== Your tasks ==
A) In the input device text, what role does the MIIDC take in the client-server architecture it creates?
B) Write the next paragraph of the input device text, picking up after its final sentence.
* BEGIN Text *
The present invention combines features of an executable process with the need for multiple application programs to share a single input device, such as video camera or a microphone. An input device such as a video camera or a microphone is a peripheral device that is opened and remains open in response to a call from an application programs. The present invention provides an executable program implemented as a process that allows multiple applications to communicate with a single input device. This is achieved by creating a virtual interface (an instance) to the physical input device and by loading the input device control executable program into a process. An instance is an actual usage and the resulting virtual creation of a copy of an entity loaded into memory. The executable program process acts as a server thus allowing multiple application programs to interface with the same input device. This executable program, which as used herein is referred to as the multi-instance input device control (MIIDC) executable program responds to each application program request as if the input device is open for the calling application program. Each application program is thus enabled to communicate with the input device instance without interrupting the operation of other application programs communicating with the same input device. In other words, the MIIDC virtualizes an input device by creating s client-server architecture, where each calling application program is a client and where the MIIDC is the server, serving the driver file to each calling application program.
The MIIDC and the method of virtualizing an input device are implementable on many computing platforms running various operating systems. A media source input device such as a video camera or a microphone is commonly interfaced with a host computer. The host computer is most commonly a personal computer, such as the commonly available PC of Mac computers. However, since advancements in technology are blurring the boundaries between computing and communication devices, a host computer as used herein is synonymous with an intelligent host, and an intelligent host as used herein is meant to include other examples of any host having a processor, memory, means for input and output, and means for storage. Other examples of intelligent hosts, which are also equally qualified to be used in conjunction with embodiments of the present invention include a handheld computer, an interactive set-top box, a thin client computing device, a personal access device, a personal digital assistants, and an internet appliance.
* END Text *
* BEGIN Record extracts *
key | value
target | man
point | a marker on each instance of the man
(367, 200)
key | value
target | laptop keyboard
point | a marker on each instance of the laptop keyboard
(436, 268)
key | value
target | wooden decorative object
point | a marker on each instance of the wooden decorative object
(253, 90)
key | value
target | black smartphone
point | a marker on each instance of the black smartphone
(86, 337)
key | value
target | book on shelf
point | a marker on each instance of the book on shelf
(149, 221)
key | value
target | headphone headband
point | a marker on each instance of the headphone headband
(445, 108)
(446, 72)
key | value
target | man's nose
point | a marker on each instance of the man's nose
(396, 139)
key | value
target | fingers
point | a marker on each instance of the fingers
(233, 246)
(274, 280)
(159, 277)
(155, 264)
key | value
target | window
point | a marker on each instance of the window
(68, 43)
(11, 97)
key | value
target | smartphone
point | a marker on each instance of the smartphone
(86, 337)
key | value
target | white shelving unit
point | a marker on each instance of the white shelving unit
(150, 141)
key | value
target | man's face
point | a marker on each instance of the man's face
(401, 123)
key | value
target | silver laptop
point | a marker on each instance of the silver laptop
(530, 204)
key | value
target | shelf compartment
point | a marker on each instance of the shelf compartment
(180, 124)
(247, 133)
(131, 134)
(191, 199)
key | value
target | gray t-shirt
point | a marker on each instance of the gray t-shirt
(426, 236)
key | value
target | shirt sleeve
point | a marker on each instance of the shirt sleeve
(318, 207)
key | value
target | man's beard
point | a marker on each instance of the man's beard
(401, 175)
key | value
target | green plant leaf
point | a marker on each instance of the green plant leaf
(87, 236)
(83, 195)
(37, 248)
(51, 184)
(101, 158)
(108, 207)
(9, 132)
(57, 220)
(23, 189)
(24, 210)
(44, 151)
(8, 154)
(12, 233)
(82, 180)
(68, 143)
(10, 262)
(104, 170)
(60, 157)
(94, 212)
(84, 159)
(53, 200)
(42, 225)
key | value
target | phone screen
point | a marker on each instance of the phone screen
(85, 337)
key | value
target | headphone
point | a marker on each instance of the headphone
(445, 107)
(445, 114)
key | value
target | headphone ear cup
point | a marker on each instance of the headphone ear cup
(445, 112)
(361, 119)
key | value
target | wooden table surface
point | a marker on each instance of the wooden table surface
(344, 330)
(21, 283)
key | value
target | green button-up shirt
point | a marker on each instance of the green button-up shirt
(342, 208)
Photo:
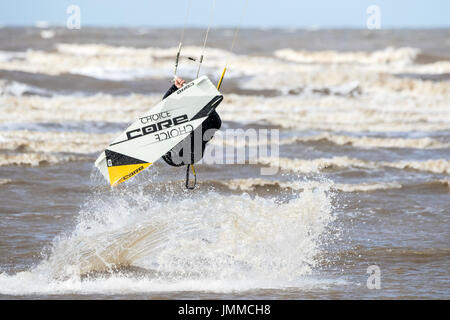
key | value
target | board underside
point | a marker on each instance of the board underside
(159, 130)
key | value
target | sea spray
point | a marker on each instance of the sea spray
(206, 241)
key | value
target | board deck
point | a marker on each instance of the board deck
(158, 130)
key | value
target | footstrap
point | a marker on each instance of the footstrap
(187, 177)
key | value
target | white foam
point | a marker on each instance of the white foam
(210, 242)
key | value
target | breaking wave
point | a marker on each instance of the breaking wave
(315, 165)
(207, 242)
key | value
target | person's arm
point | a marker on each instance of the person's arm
(171, 90)
(178, 84)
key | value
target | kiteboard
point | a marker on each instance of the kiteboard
(159, 130)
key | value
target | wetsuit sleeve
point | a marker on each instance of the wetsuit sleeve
(171, 90)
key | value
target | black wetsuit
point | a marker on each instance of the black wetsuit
(211, 124)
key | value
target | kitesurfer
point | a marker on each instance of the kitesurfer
(206, 132)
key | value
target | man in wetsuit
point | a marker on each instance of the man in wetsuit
(175, 157)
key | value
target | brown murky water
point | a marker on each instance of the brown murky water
(364, 162)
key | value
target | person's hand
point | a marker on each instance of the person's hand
(179, 82)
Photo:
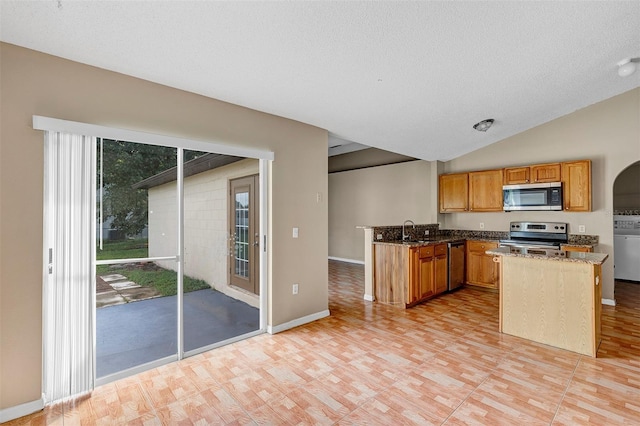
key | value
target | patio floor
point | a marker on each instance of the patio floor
(132, 334)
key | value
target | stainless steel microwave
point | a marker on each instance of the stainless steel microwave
(534, 196)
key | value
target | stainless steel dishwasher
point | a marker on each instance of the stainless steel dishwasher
(456, 255)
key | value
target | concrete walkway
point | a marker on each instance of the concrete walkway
(115, 289)
(131, 334)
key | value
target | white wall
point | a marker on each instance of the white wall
(206, 227)
(383, 195)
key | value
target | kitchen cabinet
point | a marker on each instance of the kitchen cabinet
(535, 293)
(440, 268)
(485, 191)
(407, 275)
(576, 182)
(424, 283)
(539, 173)
(453, 194)
(481, 269)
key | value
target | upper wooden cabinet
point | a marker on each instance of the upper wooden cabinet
(538, 173)
(481, 191)
(485, 191)
(453, 194)
(576, 182)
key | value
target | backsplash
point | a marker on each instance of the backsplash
(394, 233)
(580, 239)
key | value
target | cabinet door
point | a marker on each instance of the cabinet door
(481, 270)
(542, 173)
(453, 194)
(576, 179)
(440, 274)
(489, 272)
(516, 175)
(485, 191)
(427, 286)
(413, 287)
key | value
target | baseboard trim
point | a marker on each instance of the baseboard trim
(18, 411)
(297, 322)
(341, 259)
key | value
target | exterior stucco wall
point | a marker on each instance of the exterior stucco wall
(206, 225)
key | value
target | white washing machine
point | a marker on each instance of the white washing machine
(626, 246)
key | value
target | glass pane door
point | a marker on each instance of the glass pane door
(214, 311)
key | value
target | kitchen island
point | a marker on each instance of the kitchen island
(555, 300)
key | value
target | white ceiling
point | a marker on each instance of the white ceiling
(407, 77)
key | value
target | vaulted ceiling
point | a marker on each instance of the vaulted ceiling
(407, 77)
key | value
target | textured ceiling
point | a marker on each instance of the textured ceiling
(407, 77)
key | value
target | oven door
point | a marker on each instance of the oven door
(545, 196)
(541, 249)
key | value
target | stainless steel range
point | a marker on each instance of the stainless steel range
(536, 237)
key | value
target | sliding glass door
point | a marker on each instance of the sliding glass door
(136, 273)
(164, 253)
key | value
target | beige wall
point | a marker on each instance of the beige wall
(626, 190)
(383, 195)
(369, 157)
(206, 225)
(34, 83)
(608, 133)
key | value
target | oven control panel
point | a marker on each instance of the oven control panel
(626, 225)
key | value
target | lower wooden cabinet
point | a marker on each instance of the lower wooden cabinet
(481, 269)
(405, 276)
(440, 268)
(429, 278)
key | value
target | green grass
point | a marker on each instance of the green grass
(130, 249)
(165, 281)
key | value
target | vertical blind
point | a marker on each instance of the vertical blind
(69, 273)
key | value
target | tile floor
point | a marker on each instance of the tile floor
(439, 363)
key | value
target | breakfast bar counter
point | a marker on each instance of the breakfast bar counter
(554, 300)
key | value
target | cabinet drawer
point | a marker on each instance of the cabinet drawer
(441, 249)
(480, 246)
(425, 251)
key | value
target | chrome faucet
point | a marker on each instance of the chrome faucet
(405, 236)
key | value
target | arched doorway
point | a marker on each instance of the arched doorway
(626, 210)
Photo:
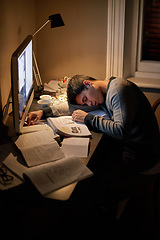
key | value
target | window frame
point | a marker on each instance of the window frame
(145, 68)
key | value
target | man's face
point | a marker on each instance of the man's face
(92, 96)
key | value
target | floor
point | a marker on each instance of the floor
(28, 217)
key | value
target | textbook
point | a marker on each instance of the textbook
(66, 127)
(49, 177)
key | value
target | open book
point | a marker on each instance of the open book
(65, 126)
(50, 176)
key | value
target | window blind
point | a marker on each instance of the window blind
(151, 31)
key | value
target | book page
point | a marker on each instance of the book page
(75, 146)
(38, 148)
(66, 126)
(54, 175)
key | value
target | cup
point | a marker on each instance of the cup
(44, 103)
(45, 97)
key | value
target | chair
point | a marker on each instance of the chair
(151, 176)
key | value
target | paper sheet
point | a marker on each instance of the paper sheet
(54, 175)
(16, 181)
(38, 148)
(75, 146)
(66, 126)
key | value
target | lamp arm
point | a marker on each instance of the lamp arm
(41, 28)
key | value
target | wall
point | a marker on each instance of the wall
(79, 46)
(17, 20)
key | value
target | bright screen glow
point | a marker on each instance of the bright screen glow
(25, 76)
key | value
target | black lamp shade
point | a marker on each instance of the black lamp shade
(56, 20)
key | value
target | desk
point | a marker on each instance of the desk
(65, 192)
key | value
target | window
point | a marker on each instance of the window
(148, 62)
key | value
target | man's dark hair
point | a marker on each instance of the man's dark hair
(75, 86)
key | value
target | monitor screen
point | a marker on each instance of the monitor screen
(25, 76)
(22, 82)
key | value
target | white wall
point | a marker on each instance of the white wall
(77, 48)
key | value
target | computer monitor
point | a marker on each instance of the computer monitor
(22, 82)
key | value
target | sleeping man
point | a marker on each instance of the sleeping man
(131, 141)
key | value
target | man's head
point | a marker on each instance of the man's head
(83, 90)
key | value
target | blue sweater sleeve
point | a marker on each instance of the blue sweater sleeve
(122, 104)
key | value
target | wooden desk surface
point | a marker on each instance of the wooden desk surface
(65, 192)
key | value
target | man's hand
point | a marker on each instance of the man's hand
(79, 116)
(33, 117)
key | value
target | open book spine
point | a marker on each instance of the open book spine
(65, 130)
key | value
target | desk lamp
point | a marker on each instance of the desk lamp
(56, 21)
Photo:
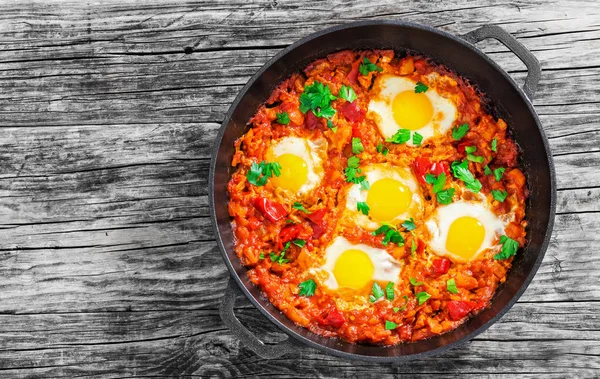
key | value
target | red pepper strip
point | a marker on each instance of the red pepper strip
(272, 210)
(334, 318)
(459, 309)
(352, 112)
(287, 234)
(440, 266)
(353, 74)
(311, 121)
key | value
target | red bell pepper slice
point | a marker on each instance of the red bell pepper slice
(352, 112)
(459, 309)
(440, 266)
(272, 210)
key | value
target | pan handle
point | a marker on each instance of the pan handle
(534, 69)
(246, 336)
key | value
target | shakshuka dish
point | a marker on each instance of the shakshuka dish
(376, 199)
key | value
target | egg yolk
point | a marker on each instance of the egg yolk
(353, 269)
(388, 199)
(412, 110)
(294, 172)
(465, 237)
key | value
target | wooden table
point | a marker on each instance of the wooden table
(108, 264)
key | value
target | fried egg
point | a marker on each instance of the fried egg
(394, 196)
(396, 105)
(463, 230)
(355, 267)
(301, 163)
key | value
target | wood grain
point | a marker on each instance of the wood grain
(108, 265)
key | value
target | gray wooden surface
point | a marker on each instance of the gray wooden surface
(108, 265)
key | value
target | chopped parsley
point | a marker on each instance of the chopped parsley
(367, 67)
(317, 98)
(357, 146)
(300, 207)
(347, 93)
(409, 224)
(498, 173)
(307, 288)
(420, 87)
(259, 173)
(459, 132)
(461, 171)
(391, 235)
(389, 325)
(283, 118)
(361, 206)
(509, 248)
(389, 291)
(400, 137)
(299, 242)
(422, 297)
(377, 293)
(417, 139)
(451, 286)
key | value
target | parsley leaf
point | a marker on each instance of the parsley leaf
(389, 291)
(498, 173)
(377, 293)
(499, 195)
(347, 93)
(357, 146)
(445, 196)
(417, 139)
(265, 169)
(283, 118)
(451, 286)
(317, 97)
(389, 325)
(307, 288)
(459, 132)
(391, 235)
(400, 137)
(299, 242)
(367, 67)
(422, 297)
(509, 248)
(300, 207)
(420, 87)
(361, 206)
(409, 224)
(461, 171)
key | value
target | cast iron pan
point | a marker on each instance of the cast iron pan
(458, 53)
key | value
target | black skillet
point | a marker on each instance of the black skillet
(458, 53)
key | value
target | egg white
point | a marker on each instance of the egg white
(445, 215)
(377, 172)
(386, 268)
(311, 151)
(380, 108)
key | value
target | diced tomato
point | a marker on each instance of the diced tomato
(317, 216)
(311, 121)
(423, 166)
(459, 309)
(287, 234)
(353, 74)
(272, 210)
(334, 318)
(352, 112)
(440, 266)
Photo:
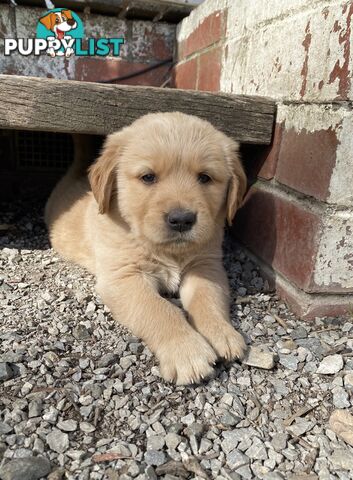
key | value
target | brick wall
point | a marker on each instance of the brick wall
(145, 43)
(297, 218)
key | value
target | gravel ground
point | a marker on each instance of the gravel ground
(81, 398)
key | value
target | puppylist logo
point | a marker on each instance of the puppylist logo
(60, 32)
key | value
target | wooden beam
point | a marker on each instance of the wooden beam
(28, 103)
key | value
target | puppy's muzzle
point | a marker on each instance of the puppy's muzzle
(180, 220)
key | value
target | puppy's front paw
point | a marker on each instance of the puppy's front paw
(186, 361)
(227, 342)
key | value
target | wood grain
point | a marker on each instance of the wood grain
(28, 103)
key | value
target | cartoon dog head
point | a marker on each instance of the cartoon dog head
(59, 22)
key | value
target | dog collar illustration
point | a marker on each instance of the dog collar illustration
(60, 23)
(60, 33)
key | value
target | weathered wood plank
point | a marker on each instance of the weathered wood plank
(30, 103)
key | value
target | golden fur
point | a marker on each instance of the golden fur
(118, 231)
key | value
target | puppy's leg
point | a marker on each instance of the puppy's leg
(204, 295)
(184, 355)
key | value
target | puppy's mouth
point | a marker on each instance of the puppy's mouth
(179, 238)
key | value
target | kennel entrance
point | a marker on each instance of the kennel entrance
(37, 116)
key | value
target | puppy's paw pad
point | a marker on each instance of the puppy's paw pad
(187, 362)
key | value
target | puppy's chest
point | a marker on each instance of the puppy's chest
(169, 277)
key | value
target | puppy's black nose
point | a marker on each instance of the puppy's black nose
(181, 220)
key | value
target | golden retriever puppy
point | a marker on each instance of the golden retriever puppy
(153, 223)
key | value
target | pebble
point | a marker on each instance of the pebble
(6, 372)
(108, 359)
(342, 459)
(341, 422)
(155, 442)
(67, 425)
(330, 365)
(289, 361)
(29, 468)
(155, 458)
(87, 427)
(340, 398)
(257, 357)
(58, 441)
(80, 332)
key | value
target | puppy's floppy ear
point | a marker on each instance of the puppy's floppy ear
(102, 174)
(67, 13)
(48, 21)
(237, 183)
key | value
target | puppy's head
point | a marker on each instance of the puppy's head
(59, 22)
(173, 178)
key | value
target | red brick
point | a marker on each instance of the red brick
(210, 70)
(151, 41)
(95, 70)
(261, 161)
(207, 33)
(282, 233)
(185, 75)
(306, 161)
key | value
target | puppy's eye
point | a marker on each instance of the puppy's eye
(204, 178)
(149, 178)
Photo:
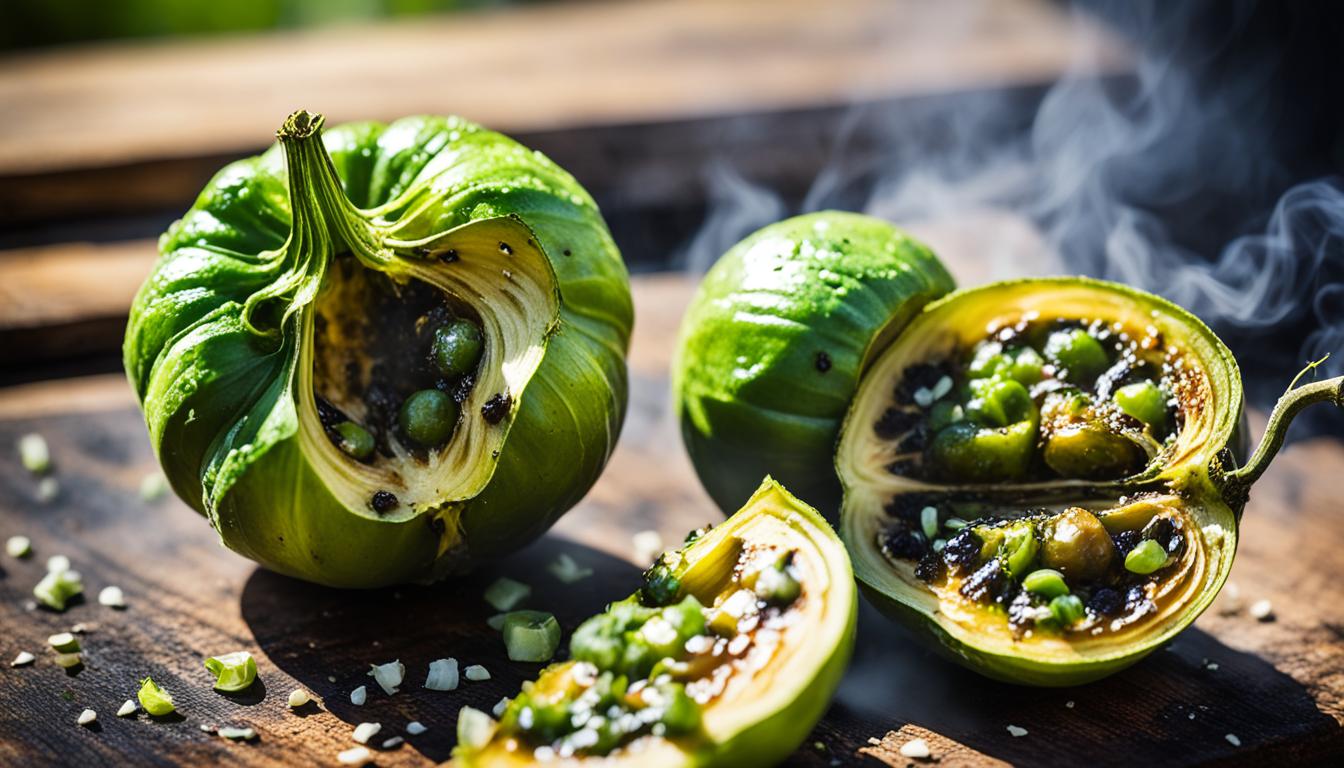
* END Record extracts *
== Exercise responses ==
A) The MIIDC is the server.

B)
In one implementation on a PC host running a common Windows-based operating system, the (MIIDC) executable program can be a DCOM object. DCOM can also serve as an interface that allows multiple application programs to communicate with a single input device. The DCOM interface handles all interfacing operations such as: loading, executing, buffering, unloading and calling to the executable program. In the DCOM-based implementation, the MIIDC object itself is a DCOM server. The MIIDC program works by connecting to the input device in a DCOM object implemented as an executable server. Consequently, the MIIDC becomes a DCOM object implemented as an executable program, meaning that MIIDC is a process—like any other operating system (O/S) process—sharable by many applications. By placing the input device access program into a separate executable process, the input device is capable of being shared by multiple application programs. The DCOM interface appears to the application program as if it is being opened just for the application that calls to the DCOM object, while there's only one instance of the input device.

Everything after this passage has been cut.